* TUGAS *
- A) Menurut teks tentang hoax, istilah apa dalam literatur jurnalistik yang semakna dengan hoax?
- B) Lanjutkan teks tentang hoax mulai dari kalimat terakhirnya.

* TEKS BACAAN *
================================

Perkembangan internet ternyata tidak dibarengi dengan kecerdasan intelektual, sosial, dan emosional. Masyarakat Indonesia termasuk gampang yang percaya begitu saja terhadap suatu pemberitaan sehingga generasi saat ini merupakan yang paling rentan terhadap bahaya hoax. Sangat disayangkan jika rakyat Indonesia yang harusnya bisa menikmati bonus demografi di 2030 nanti justru diisi oleh orang-orang yang tidak cerdas dalam bermedia sosial.
Definisi Hoax
            Hoax (baca: hoks) artinya berita bohong, informasi palsu, atau kabar dusta. Istilah ini populer seiring popularitas media online, terutama media sosial. Menurut kamus bahasa Inggris, hoax artinya olok-olok(an), cerita bohong, dan memperdayakan alias menipu.
Arti hoax menurut para ahli adalah deliberately fabricated falsehood made to masquerade as truth (MacDougall, Curtis D, 1958). Hoax adalah sebuah kebohongan yang secara sengaja dibuat yang “menyamar” seolah berita itu adalah sebuah kebenaran.
Dalam literatur jurnalistik, istilah yang semakna dengan hoax adalah libel, yakni berita bohong, tidak benar, sehingga menjurus pada kasus pencemaran nama baik. Bisa juga disamakan dengan berita buatan (fabricated news) atau berita palsu/bohong (fake news). Pemberitaan yang tidak berdasarkan kenyataan atau kebenaran untuk maksud tertentu.
Menurut Wikipedia, hoax adalah sebuah pemberitaan palsu adalah usaha untuk menipu atau mengakali pembaca/pendengarnya untuk mempercayai sesuatu. Padahal sang pencipta berita palsu tersebut tahu bahwa berita tersebut palsu. Kata hoax berasal dari “hocus pocus” dalam bahasa Latin “hoc est corpus”, artinya “ini adalah tubuh”. Kata ini biasa digunakan penyihir untuk mengklaim bahwa sesuatu adalah benar, padahal dusta.

================================

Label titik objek
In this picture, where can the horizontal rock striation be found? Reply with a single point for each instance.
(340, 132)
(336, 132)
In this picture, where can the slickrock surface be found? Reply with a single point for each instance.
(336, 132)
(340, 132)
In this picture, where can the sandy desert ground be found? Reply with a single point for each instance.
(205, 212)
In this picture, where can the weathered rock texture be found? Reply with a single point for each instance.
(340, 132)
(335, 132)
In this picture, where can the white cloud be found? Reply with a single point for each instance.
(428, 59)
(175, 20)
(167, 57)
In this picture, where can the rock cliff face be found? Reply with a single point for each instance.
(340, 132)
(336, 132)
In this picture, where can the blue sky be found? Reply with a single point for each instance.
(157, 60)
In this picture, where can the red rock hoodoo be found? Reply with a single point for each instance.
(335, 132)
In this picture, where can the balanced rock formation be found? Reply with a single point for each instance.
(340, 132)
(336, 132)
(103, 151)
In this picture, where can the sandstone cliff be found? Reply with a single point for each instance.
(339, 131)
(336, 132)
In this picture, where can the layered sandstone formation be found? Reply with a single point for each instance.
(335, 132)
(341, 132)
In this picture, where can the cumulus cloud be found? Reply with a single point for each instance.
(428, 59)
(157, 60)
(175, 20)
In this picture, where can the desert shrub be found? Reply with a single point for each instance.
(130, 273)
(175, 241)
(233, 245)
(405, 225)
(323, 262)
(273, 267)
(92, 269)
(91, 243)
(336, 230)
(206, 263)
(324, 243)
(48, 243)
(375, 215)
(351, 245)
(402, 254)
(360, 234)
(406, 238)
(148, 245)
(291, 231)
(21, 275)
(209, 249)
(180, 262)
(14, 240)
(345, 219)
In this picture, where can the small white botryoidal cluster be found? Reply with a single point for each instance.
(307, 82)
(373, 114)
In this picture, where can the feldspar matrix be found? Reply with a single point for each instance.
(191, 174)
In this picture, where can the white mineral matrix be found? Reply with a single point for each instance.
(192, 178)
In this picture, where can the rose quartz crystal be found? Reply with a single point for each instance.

================================

* JAWABAN TIAP TUGAS *
- A) Libel.

- B)
Kata hoax mulai populer pertama kali di kalangan netter (pengguna internet) Amerika, didasarkan pada sebuah judul film yang berjudul "The Hoax" tahun 2006. Film ini dibuat berdasarkan buku novel dengan judul yang sama oleh Clifford Irving dan berfokus pada biografi Irving sendiri. Banyak kejadian yang diuraikan Irving dalam bukunya yang diubah atau dihilangkan dari film sehingga tidak sesuai dengan novel aslinya. Hal ini membuat Irving marah.
Film The Hoax pun disebut sebagai film yang benar-benar hoax karena dianggap sebagai film yang banyak mengandung kebohongan. Sejak saat itu banyak kalangan terutama para netter yang menggunakan istilah hoax untuk menggambarkan suatu kebohongan, lambat laun penggunaan kata hoax di kalangan netter makin gencar.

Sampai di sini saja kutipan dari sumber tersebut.